Provided material:
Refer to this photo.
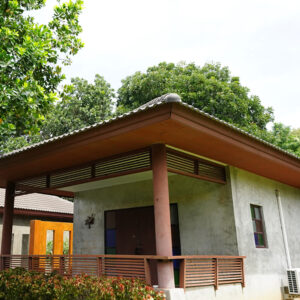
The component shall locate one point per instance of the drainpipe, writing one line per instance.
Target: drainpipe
(285, 241)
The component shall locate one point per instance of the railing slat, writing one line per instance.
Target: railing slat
(195, 270)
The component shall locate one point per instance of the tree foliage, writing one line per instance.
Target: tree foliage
(210, 88)
(82, 104)
(31, 55)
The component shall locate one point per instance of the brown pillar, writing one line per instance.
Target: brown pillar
(8, 218)
(163, 232)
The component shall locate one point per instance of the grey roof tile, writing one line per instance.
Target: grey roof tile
(167, 98)
(40, 202)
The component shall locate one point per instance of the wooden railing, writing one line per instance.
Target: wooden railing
(195, 270)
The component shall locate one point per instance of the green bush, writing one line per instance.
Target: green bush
(19, 284)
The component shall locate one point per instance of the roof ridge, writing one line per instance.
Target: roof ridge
(166, 98)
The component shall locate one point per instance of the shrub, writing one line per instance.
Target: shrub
(19, 284)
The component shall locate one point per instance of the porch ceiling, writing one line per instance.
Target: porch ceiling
(174, 124)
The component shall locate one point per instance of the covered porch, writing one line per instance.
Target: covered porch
(167, 260)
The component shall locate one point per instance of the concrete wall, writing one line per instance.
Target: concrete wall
(213, 219)
(205, 213)
(21, 226)
(265, 268)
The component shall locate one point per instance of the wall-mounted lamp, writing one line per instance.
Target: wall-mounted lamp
(90, 220)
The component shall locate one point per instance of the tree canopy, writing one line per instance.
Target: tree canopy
(31, 56)
(81, 104)
(210, 88)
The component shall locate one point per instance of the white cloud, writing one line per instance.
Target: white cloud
(257, 39)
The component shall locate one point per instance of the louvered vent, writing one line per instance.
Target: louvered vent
(136, 161)
(118, 165)
(187, 164)
(63, 178)
(37, 182)
(294, 281)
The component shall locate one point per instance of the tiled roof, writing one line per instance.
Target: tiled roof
(167, 98)
(40, 202)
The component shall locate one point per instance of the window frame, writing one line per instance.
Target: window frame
(262, 225)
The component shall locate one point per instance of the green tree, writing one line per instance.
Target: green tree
(210, 88)
(285, 138)
(82, 104)
(31, 56)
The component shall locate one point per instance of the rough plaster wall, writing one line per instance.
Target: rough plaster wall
(20, 226)
(205, 212)
(265, 268)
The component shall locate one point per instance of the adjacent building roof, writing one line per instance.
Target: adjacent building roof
(40, 202)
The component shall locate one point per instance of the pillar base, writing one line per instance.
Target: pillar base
(173, 294)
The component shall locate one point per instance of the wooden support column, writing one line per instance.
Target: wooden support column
(8, 215)
(163, 233)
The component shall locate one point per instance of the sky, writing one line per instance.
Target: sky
(259, 40)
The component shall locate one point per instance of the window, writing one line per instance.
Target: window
(258, 226)
(25, 244)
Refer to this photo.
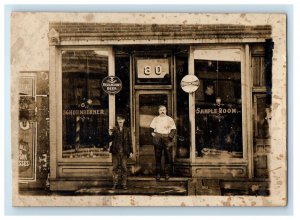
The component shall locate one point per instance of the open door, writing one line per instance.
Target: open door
(147, 102)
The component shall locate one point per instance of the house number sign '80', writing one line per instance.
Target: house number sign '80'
(152, 68)
(157, 70)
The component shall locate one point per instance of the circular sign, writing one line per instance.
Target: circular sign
(190, 83)
(111, 84)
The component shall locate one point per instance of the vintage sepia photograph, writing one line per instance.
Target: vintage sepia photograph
(148, 109)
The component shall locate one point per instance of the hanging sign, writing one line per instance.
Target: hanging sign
(190, 83)
(111, 85)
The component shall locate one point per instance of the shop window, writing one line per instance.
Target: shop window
(218, 104)
(84, 103)
(122, 67)
(182, 119)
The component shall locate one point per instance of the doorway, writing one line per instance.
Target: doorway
(147, 102)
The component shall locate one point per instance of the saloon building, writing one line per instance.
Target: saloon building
(216, 81)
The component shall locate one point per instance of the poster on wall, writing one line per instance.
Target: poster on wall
(149, 109)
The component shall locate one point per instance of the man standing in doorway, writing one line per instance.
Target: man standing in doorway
(164, 130)
(121, 149)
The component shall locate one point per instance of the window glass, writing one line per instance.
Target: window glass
(218, 104)
(84, 104)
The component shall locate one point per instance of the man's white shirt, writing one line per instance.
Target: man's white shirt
(163, 124)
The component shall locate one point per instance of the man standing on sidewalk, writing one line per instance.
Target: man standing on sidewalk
(164, 130)
(121, 149)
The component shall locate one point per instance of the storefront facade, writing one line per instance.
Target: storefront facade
(222, 127)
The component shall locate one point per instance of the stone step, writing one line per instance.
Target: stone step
(146, 190)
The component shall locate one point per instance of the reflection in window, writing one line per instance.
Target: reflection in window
(218, 104)
(84, 104)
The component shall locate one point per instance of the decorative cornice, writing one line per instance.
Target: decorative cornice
(150, 32)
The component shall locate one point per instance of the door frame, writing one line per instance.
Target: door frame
(139, 92)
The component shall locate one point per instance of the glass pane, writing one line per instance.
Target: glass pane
(85, 104)
(219, 106)
(182, 120)
(263, 117)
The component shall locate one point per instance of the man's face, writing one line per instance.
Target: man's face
(162, 111)
(120, 121)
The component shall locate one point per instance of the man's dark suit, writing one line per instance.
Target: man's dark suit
(121, 148)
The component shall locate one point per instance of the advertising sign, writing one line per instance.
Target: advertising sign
(111, 85)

Activity:
In the entries above, find the line holding "canopy, writing one line per instance." and the line holding "The component shall locate one point per instance of the rough"; print both of them and every line between, exactly, and nothing else.

Your solution:
The component shall locate one point per instance of the tree canopy, writing one line per instance.
Target: tree canopy
(31, 56)
(81, 104)
(210, 88)
The component shall locate one point per instance of the white cloud, writing one line per instance.
Target: white cloud
(257, 39)
The component shall locate one point per instance of the louvered vent, writing one line per instance.
Target: louvered vent
(136, 161)
(118, 165)
(187, 164)
(63, 178)
(37, 182)
(294, 281)
The component shall locate one point per instance of the tiled roof, writing one line per instance.
Target: tiled roof
(167, 98)
(40, 202)
The component shall locate one point per instance of the window frame, writing one line per instance.
Target: window frame
(262, 225)
The component shall locate one point per instance of the green tree, writing one line per instance.
Target: green tree
(210, 88)
(285, 138)
(82, 104)
(31, 56)
The component shall locate one point per instance of the rough plaster wall, writing one line per instance.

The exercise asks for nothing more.